> REQUIREMENTS: Please copy the lines of the listing between the line holding "Annotation guideline. For every instance of the overcast" and the line holding "[(261, 32)]", inclusive, adding 39 to every coordinate value in the answers.

> INPUT FOR THIS TASK:
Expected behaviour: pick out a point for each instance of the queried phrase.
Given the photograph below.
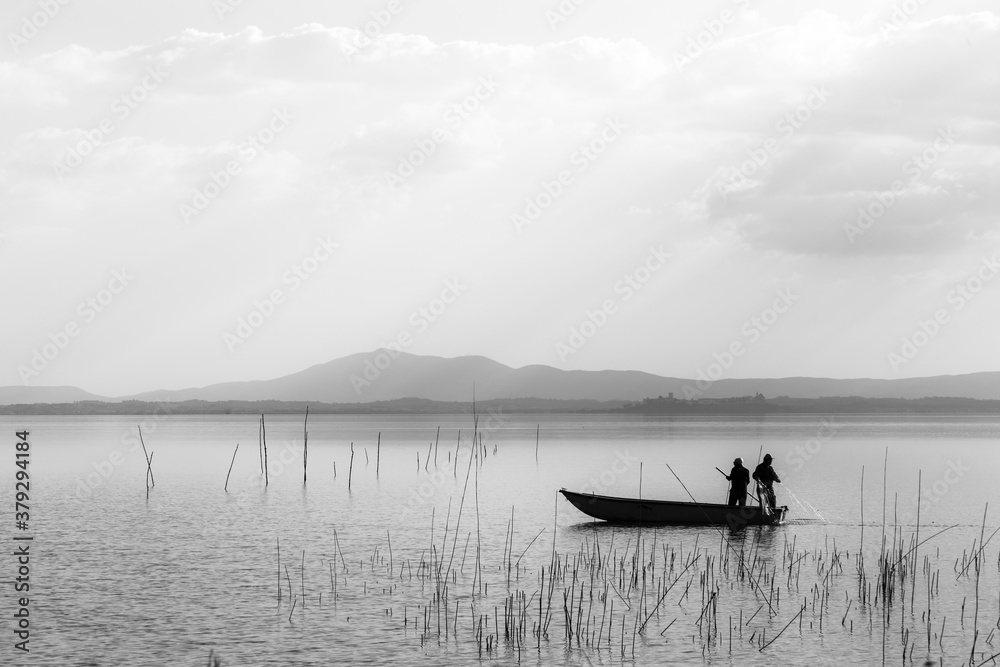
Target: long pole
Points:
(305, 446)
(226, 487)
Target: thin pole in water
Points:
(263, 435)
(350, 470)
(226, 487)
(305, 452)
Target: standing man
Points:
(766, 477)
(740, 478)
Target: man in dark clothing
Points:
(766, 477)
(740, 478)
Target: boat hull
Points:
(642, 511)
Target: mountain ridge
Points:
(383, 375)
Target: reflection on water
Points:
(441, 554)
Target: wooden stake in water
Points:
(350, 471)
(305, 453)
(263, 435)
(226, 487)
(149, 463)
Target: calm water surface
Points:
(119, 578)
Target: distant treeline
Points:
(831, 404)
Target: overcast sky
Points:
(195, 192)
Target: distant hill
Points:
(380, 376)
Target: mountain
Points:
(383, 375)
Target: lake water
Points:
(378, 564)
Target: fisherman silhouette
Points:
(766, 477)
(740, 478)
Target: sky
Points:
(208, 191)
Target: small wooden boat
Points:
(636, 511)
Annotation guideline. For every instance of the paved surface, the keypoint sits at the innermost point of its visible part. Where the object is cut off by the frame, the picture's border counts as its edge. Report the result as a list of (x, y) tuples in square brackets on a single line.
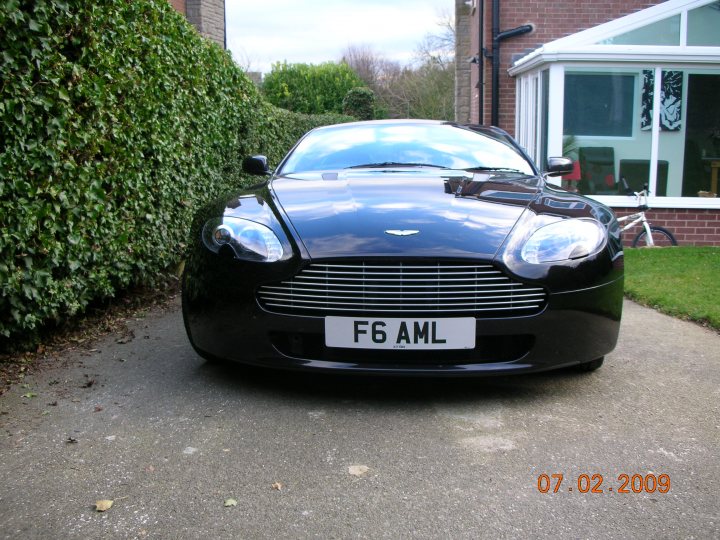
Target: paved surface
[(169, 438)]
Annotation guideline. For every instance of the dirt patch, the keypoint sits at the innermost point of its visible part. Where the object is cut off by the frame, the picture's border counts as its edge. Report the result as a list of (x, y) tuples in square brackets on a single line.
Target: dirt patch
[(83, 331)]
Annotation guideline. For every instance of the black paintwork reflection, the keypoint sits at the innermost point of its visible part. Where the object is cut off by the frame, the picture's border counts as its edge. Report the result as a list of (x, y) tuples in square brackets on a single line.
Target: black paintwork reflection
[(347, 215)]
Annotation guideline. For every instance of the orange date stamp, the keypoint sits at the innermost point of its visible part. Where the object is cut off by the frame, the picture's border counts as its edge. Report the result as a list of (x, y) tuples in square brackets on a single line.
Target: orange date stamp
[(597, 483)]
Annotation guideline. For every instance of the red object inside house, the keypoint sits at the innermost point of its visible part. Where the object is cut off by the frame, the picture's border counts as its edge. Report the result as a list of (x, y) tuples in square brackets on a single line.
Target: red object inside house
[(575, 175)]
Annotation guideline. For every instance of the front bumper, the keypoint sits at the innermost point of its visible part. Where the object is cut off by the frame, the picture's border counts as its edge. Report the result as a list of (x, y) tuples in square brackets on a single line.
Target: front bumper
[(225, 322)]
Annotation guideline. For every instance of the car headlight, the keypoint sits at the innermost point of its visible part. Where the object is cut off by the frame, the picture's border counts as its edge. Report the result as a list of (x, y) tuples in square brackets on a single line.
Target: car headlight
[(248, 240), (564, 240)]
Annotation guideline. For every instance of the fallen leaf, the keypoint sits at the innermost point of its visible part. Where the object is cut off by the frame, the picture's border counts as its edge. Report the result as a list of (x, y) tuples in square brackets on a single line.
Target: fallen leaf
[(103, 505), (358, 470)]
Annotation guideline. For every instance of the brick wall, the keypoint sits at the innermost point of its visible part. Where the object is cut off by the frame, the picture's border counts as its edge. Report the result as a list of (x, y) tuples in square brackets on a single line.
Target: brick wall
[(552, 20), (208, 16), (691, 227), (463, 51)]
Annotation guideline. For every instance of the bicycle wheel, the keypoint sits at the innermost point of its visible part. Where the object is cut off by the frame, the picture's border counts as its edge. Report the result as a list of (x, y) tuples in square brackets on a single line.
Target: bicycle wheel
[(661, 237)]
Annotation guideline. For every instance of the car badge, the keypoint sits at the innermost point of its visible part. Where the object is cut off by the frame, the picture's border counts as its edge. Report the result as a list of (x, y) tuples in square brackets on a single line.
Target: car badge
[(401, 232)]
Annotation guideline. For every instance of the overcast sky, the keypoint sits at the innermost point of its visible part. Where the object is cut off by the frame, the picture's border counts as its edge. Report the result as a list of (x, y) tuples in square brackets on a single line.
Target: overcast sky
[(261, 32)]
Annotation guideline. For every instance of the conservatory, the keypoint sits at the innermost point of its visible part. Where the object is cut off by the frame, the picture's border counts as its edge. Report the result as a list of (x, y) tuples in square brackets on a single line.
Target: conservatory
[(632, 101)]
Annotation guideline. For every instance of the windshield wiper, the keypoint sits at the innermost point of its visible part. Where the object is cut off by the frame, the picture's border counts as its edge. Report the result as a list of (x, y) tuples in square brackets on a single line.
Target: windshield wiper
[(481, 168), (394, 164)]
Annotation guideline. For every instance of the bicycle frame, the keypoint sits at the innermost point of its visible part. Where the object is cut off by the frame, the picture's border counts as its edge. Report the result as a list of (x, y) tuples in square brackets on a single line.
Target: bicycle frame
[(639, 217)]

> COMPLETE ANSWER:
Annotation guideline. For every instance of the overcast sky, the keypoint sits at the innermost point of its visible part. Where the object is cut off by the frame, the picture's border counts as its edge. Report the result as a list of (x, y) tuples in square brackets on a single line.
Target: overcast sky
[(300, 71)]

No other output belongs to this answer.